Stored data entries:
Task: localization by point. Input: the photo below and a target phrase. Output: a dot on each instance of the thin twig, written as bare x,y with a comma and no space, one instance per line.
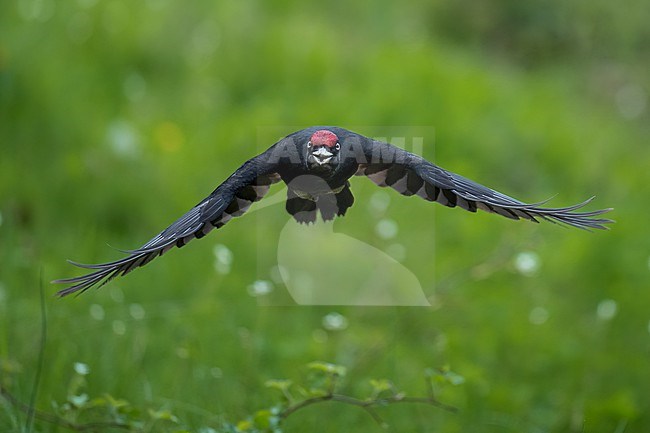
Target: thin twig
367,405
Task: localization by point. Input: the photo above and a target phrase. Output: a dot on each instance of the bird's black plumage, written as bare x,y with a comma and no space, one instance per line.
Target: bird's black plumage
316,164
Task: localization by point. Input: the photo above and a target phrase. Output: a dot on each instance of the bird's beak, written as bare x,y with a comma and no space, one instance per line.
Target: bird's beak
322,155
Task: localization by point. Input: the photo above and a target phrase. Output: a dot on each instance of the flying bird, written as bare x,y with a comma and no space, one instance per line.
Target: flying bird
316,164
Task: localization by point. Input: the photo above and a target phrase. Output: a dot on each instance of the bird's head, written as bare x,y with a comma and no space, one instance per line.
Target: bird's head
323,151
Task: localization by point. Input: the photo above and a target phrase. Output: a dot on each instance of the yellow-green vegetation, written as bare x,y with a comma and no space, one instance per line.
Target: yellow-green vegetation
117,116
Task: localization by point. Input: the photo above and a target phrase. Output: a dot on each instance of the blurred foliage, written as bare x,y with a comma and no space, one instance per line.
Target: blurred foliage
116,117
80,412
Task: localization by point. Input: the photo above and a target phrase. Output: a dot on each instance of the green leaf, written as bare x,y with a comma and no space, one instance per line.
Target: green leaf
281,385
244,425
444,375
381,385
262,419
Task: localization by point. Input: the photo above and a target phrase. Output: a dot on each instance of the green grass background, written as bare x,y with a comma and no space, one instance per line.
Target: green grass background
116,117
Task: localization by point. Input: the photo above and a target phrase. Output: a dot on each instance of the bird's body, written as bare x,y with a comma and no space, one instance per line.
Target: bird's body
316,164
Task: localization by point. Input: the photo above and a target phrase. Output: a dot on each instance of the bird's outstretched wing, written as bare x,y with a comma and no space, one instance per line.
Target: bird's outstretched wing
231,199
409,174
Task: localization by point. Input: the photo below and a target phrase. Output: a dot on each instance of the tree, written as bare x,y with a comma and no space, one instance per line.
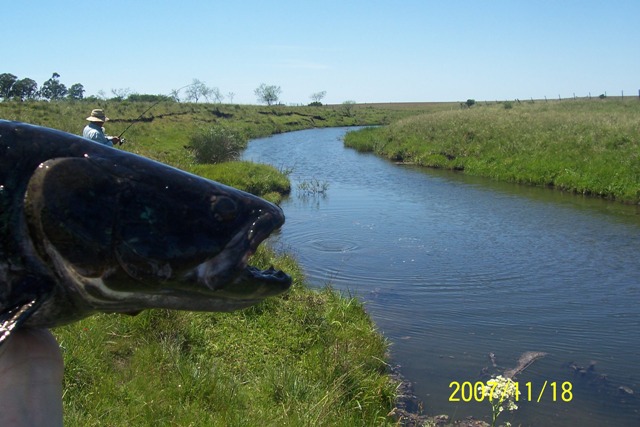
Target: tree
216,94
317,97
7,81
347,107
268,94
196,90
76,91
25,89
52,89
121,94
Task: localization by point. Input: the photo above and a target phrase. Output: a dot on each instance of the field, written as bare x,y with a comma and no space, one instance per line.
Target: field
590,147
310,357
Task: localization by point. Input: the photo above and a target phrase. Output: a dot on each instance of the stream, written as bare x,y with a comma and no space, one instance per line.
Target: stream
453,269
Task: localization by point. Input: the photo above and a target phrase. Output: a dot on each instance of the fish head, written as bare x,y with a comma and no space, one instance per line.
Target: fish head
122,233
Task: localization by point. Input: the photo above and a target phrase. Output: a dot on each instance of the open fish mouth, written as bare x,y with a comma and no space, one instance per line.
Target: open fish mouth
228,275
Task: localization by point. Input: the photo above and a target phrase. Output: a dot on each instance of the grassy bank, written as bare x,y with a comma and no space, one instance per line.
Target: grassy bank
585,146
163,132
309,357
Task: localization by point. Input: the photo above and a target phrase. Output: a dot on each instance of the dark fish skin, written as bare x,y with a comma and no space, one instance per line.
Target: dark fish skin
87,228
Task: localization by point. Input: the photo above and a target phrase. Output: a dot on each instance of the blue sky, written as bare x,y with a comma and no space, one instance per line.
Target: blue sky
365,51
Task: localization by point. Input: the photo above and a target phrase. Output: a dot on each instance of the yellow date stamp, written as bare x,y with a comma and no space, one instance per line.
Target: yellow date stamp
479,391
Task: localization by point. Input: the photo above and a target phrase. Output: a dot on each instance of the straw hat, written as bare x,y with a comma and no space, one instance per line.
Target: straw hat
97,115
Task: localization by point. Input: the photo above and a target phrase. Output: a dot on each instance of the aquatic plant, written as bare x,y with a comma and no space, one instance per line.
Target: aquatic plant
312,187
502,394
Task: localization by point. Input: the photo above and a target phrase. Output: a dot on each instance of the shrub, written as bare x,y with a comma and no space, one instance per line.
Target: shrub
216,145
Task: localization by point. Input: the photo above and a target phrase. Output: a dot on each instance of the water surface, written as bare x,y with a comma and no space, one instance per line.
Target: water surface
453,268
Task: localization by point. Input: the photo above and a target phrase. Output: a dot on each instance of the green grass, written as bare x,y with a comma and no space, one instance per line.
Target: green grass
589,147
308,357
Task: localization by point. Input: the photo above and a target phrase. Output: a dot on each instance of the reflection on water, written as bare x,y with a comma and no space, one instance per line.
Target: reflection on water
453,268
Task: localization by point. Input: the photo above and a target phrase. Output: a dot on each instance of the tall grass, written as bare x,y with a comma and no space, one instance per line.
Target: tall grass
307,358
587,147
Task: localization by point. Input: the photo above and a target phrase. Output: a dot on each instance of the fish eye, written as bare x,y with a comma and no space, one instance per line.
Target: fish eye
223,208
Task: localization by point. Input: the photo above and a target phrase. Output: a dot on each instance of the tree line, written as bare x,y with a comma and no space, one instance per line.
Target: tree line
12,88
26,89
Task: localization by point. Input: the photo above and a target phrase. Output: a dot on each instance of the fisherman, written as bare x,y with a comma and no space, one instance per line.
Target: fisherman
95,130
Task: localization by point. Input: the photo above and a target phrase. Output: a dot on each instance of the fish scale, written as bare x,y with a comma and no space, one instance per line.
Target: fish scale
86,228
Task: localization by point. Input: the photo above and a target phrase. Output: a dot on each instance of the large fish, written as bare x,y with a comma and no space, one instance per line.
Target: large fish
86,228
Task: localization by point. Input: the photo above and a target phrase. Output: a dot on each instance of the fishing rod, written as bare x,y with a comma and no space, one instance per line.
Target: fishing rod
164,98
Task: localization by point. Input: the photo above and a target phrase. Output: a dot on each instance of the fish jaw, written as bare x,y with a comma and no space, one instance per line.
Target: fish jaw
120,263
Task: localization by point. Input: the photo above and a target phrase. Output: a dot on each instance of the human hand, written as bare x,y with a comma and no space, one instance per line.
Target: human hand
31,369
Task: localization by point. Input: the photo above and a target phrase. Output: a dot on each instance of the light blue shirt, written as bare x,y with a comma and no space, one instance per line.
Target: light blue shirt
95,133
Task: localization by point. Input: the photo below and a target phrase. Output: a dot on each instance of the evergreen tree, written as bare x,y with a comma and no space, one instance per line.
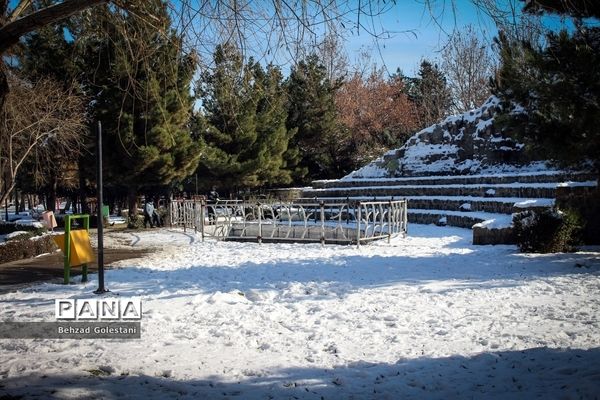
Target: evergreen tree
312,112
140,81
433,97
558,87
243,130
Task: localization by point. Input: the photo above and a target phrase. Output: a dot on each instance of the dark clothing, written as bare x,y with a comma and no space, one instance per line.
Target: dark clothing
148,213
213,196
156,218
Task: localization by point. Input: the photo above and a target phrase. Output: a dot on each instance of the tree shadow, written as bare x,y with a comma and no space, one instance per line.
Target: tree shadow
526,374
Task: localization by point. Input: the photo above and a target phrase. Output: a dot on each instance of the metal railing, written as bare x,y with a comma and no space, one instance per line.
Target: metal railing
350,222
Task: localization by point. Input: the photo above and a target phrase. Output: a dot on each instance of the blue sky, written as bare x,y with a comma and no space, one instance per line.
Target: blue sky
416,34
416,31
421,32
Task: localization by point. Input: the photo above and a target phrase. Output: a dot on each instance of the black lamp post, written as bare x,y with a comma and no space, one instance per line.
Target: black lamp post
101,289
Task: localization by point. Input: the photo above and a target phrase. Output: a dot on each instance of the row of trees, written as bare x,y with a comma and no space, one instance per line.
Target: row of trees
247,125
238,125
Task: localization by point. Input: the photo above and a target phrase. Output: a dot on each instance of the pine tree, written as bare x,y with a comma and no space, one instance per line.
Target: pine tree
141,88
312,112
433,97
243,130
559,88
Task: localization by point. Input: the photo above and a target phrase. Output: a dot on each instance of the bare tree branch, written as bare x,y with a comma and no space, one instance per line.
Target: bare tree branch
11,32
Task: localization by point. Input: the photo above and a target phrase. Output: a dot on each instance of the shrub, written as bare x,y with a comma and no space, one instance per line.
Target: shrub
547,231
10,227
19,248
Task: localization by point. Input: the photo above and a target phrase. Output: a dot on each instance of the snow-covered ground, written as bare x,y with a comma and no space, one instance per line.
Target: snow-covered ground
428,316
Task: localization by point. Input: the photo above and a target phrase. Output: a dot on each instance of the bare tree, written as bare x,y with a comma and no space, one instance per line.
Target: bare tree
42,119
468,65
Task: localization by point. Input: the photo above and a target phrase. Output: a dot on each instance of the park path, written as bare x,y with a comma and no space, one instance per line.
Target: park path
19,274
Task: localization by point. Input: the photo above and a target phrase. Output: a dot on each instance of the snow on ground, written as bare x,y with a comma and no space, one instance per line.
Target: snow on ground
429,316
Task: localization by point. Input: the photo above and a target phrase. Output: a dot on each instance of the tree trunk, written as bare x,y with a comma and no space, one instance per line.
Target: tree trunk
52,193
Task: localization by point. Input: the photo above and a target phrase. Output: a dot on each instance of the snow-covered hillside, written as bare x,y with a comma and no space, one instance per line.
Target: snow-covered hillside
429,316
462,144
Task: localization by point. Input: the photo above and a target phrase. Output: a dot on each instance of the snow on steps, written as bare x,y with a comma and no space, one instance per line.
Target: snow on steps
495,178
482,202
502,205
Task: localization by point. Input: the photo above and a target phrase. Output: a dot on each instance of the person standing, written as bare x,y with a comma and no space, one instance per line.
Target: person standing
148,214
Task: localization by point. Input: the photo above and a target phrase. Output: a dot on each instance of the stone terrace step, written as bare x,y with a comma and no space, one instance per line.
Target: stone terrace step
504,205
456,218
531,177
521,190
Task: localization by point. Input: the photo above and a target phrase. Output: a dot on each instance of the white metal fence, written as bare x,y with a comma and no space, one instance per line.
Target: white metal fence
326,222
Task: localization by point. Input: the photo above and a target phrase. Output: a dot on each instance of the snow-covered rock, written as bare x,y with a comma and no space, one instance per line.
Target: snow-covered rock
461,144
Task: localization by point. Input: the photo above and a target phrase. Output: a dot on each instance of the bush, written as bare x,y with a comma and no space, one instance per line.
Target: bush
19,248
547,231
10,227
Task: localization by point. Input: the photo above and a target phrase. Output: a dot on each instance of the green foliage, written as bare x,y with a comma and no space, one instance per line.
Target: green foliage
140,81
312,112
431,94
558,87
547,231
242,131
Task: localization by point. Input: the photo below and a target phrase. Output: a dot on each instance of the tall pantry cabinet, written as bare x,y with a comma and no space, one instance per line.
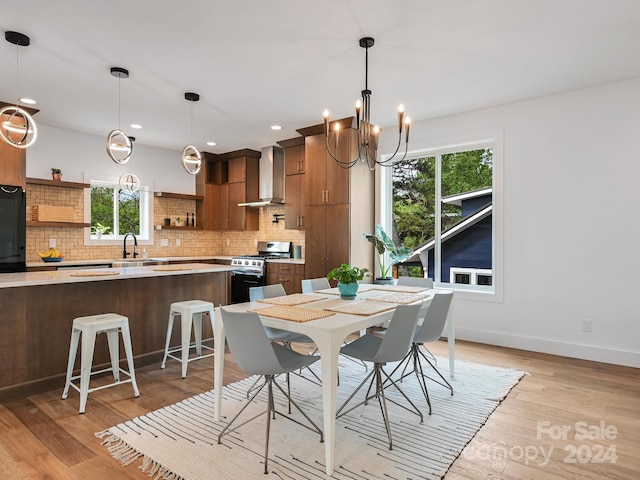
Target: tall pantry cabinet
338,205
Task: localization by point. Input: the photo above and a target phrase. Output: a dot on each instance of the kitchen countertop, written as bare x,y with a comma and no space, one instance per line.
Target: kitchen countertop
54,277
108,261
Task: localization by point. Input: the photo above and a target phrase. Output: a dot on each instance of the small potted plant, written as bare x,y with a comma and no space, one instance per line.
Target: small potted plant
383,244
98,230
56,174
347,277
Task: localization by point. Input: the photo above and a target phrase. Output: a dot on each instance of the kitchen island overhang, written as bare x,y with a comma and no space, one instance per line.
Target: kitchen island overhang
37,310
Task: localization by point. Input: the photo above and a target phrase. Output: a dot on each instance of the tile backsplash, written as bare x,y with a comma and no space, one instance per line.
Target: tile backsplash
70,241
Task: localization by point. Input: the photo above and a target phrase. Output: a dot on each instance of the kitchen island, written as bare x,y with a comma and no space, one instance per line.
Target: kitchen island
38,308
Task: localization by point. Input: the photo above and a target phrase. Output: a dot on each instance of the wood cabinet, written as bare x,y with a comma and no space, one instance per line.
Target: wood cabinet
290,275
327,235
294,174
325,181
225,181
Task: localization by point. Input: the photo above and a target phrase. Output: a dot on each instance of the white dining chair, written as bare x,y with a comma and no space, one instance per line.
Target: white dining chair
392,347
255,354
310,285
430,331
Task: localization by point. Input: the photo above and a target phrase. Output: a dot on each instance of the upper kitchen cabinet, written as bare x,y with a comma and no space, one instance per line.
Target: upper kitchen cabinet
225,181
294,189
326,182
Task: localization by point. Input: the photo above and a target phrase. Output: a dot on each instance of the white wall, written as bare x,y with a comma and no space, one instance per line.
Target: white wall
83,157
571,231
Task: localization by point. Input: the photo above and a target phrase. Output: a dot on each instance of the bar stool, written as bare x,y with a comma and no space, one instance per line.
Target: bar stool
190,312
89,327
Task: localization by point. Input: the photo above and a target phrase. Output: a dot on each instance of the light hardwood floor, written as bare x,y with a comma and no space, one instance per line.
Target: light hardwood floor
44,437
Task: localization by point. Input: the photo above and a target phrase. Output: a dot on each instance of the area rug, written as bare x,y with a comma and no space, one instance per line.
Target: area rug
179,442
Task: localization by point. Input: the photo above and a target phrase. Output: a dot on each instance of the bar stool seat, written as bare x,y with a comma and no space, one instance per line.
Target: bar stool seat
190,312
88,327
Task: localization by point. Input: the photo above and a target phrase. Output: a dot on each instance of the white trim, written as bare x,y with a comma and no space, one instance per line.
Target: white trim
553,347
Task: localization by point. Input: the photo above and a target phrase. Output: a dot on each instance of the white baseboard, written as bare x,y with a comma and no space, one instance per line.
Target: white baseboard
566,349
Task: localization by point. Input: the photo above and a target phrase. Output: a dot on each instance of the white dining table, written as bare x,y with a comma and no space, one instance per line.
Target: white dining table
328,334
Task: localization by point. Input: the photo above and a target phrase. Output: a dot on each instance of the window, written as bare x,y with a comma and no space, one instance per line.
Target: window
115,212
441,204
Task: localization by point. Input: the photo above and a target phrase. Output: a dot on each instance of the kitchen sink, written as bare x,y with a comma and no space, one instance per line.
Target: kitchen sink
138,262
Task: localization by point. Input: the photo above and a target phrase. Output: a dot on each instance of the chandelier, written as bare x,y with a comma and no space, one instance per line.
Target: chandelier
191,157
18,130
119,146
367,133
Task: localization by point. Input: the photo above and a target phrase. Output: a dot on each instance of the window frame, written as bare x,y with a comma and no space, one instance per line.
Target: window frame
146,209
460,143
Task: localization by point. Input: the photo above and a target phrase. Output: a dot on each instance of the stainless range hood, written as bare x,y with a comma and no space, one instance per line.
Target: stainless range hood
271,178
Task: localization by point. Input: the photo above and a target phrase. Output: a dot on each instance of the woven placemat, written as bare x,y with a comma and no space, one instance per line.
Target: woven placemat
362,307
400,288
293,299
172,268
399,297
98,273
295,314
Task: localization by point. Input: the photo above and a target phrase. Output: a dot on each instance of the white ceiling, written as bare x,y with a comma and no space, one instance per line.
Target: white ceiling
261,62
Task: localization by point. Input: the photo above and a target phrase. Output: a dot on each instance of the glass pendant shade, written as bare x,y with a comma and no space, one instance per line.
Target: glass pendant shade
119,146
17,128
191,159
129,182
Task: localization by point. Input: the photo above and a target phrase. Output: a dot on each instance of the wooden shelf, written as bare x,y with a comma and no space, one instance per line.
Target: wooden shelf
174,227
180,196
32,223
56,183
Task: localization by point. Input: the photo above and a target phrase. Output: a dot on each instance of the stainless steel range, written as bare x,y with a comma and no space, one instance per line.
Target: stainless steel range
251,270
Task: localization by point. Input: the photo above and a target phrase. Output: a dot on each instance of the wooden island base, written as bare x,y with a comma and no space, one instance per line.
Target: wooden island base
35,323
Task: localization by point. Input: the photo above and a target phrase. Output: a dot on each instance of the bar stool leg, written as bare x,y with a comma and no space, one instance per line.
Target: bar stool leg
126,340
114,352
73,350
88,342
166,345
197,332
185,323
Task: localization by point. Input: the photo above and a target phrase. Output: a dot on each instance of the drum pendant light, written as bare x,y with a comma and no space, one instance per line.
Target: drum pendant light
119,146
18,129
191,157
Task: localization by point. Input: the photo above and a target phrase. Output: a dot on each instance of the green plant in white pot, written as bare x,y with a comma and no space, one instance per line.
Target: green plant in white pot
385,248
347,277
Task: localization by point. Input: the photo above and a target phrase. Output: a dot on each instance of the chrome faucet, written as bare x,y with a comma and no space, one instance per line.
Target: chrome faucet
125,254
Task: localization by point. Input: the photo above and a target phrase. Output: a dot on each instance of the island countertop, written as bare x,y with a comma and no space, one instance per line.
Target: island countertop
55,277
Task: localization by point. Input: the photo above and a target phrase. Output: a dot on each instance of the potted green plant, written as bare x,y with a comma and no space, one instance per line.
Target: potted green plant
98,229
385,248
347,277
56,174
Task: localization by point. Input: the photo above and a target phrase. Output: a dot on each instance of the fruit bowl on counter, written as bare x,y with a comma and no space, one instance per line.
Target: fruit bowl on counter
51,255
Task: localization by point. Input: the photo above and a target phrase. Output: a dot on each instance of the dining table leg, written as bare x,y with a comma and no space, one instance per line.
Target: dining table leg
218,366
328,349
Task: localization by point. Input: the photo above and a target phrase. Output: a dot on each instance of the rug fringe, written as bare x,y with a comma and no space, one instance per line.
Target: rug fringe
125,454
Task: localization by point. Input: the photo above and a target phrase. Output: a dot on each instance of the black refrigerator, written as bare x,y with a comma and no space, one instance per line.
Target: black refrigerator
13,229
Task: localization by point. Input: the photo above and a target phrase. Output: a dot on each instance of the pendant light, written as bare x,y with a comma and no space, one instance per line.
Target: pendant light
119,146
366,133
18,130
191,157
129,182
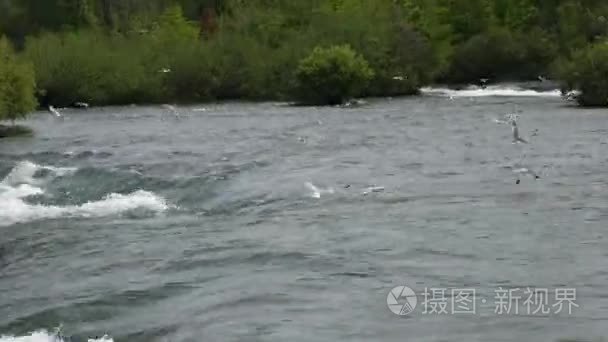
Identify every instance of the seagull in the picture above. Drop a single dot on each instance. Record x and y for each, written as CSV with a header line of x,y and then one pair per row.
x,y
81,105
55,112
316,192
372,189
172,109
515,130
484,82
525,171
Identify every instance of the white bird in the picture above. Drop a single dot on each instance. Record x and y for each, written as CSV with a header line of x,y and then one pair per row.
x,y
524,171
515,130
172,110
55,112
317,192
372,189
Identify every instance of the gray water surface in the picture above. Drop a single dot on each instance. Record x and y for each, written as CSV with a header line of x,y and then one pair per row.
x,y
146,227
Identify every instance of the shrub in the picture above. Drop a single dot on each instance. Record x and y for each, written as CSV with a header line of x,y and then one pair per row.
x,y
17,83
493,54
331,76
587,72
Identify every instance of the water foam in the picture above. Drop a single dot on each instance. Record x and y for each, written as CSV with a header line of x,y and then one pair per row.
x,y
21,183
496,91
45,336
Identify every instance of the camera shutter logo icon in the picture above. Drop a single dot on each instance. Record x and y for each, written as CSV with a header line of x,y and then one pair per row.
x,y
402,300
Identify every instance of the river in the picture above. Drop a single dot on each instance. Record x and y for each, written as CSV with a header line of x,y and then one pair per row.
x,y
265,222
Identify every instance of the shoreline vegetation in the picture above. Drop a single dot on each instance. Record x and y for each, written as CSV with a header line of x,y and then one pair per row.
x,y
101,52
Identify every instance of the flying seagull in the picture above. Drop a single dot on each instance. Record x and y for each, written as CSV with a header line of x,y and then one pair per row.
x,y
172,110
515,130
55,112
525,171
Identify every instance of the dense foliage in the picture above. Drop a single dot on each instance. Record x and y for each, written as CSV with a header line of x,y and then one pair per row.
x,y
332,75
587,72
113,52
16,85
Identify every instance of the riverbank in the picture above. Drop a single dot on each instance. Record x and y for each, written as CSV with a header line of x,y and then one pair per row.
x,y
11,131
128,212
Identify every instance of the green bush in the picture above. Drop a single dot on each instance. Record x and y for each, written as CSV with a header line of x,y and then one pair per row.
x,y
493,54
587,72
332,76
17,83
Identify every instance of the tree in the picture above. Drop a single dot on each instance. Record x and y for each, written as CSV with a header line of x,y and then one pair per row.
x,y
17,83
332,75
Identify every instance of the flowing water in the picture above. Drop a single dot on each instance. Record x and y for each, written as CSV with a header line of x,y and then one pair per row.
x,y
264,222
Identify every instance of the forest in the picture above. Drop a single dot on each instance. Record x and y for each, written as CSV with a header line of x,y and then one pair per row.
x,y
112,52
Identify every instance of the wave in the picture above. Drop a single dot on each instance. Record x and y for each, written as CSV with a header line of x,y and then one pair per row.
x,y
23,181
26,172
45,336
496,91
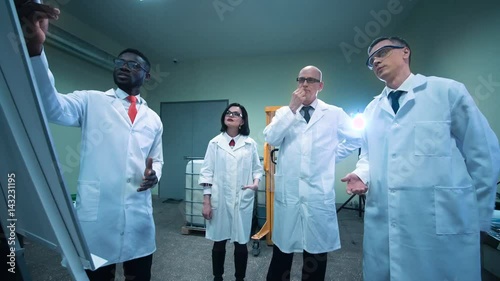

EXERCISE INSTRUCTIONS:
When a line among the entries contains "below", pull that line out.

FINAL ANSWER:
Task: localization by point. Input: the photo below and a target phrase. Output: a dot on each instance of the thin twig, written as bare x,y with a comma and no space, one instance per line.
Task: localization by point. Input: the photo below and a target phrase. Output: a dot on each instance of the tree, written as bare x,y with a comma and no space, one instance per line.
Task: localization by point. Input: the photo below and a target phrase. Output: a dot on each instance of the evergreen tree, written as bare x,y with a comma and no space, one instance per line.
Task: localization by point. Input: the photo below and a target phrase. Output: a dot on each instance of the tall pantry cabinet, written as bare x,y with a comma and no space, one instance per line.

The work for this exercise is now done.